▸ WORK TASK
In the Johnnie Walker Double Black interview, update the passage that begins at the words "Mix: What was" and stops after "in our portfolio." by writing it out again with "peatier" in place of "smokier".

▸ EXTRACTED TEXT
********

Johnnie Walker master blender Jim Beveridge is the man responsible for maintaining the house style and imprint on all of the Johnnie Walker whiskies, and now his latest effort — Johnnie Walker Double Black, formerly available only in duty-free shops — is about to be released in the United States for a limited time. Double Black has more peat and is aged in heavily charred oak barrels, but unlike 12 year old Black Label, it carries no age statement. It’s more smokey but also has a vanilla fruitiness that may appeal to a different group of consumers. We checked in with Beveridge to see what the Double Black is about.
Mix: What was the goal in creating Johnnie Walker Double Black?
Beveridge: The idea behind Double Black starts with Johnnie Walker Black, first and foremost. The main idea was to create a blended whisky that had similar flavors to Johnnie Walker Black, but a different expression of them. I had several options and could have taken it in a number of ways, but we eventually decided that making something that was smokier was the best way to go, which we did by adding a little more of the West Coast whiskies in our portfolio.

********

▸ GIVEN ENTRIES
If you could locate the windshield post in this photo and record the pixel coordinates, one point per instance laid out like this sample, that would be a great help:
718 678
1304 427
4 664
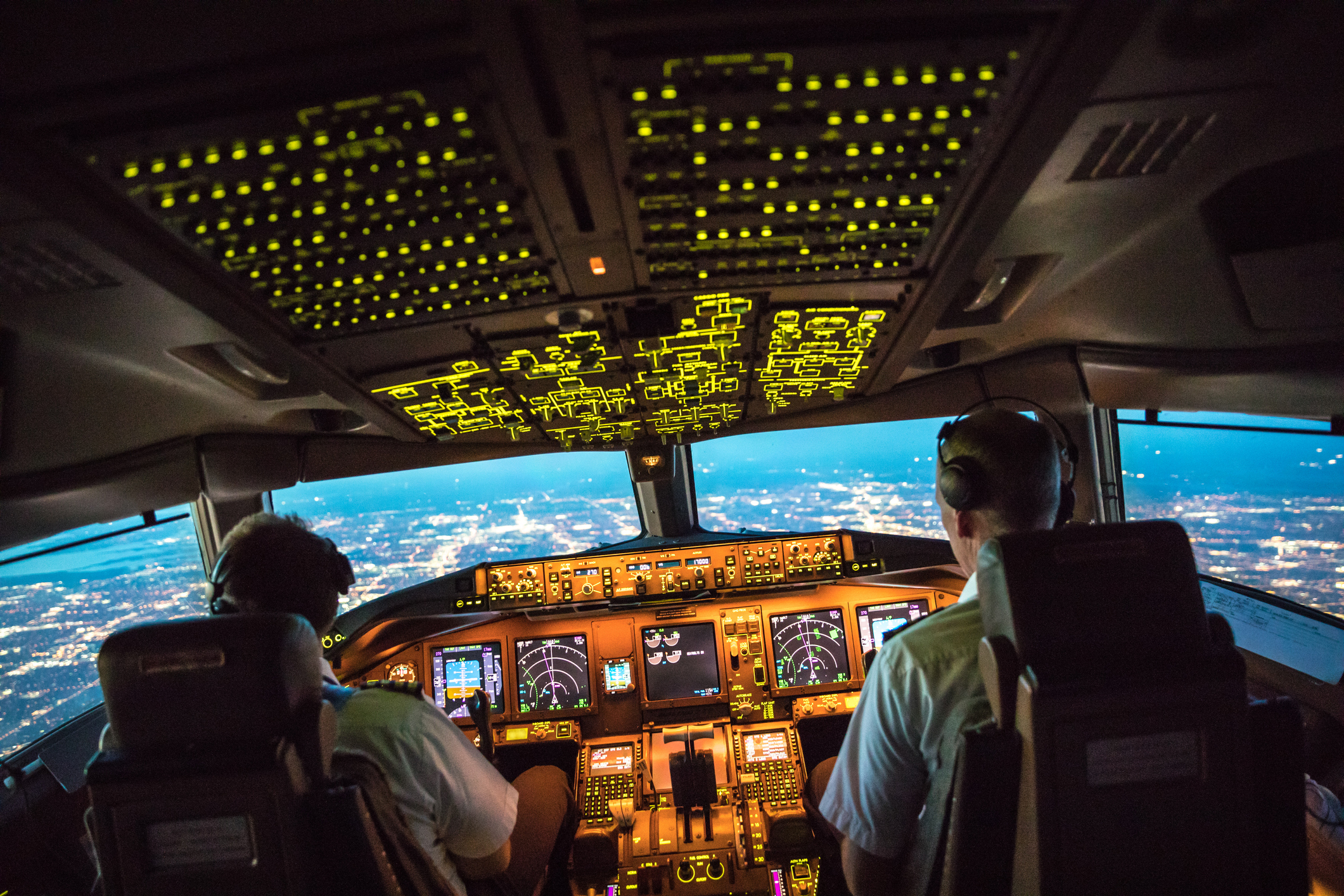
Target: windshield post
664 489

********

▸ OUTPUT FOR THIS EXERCISE
Mix: What was the goal in creating Johnnie Walker Double Black?
Beveridge: The idea behind Double Black starts with Johnnie Walker Black, first and foremost. The main idea was to create a blended whisky that had similar flavors to Johnnie Walker Black, but a different expression of them. I had several options and could have taken it in a number of ways, but we eventually decided that making something that was peatier was the best way to go, which we did by adding a little more of the West Coast whiskies in our portfolio.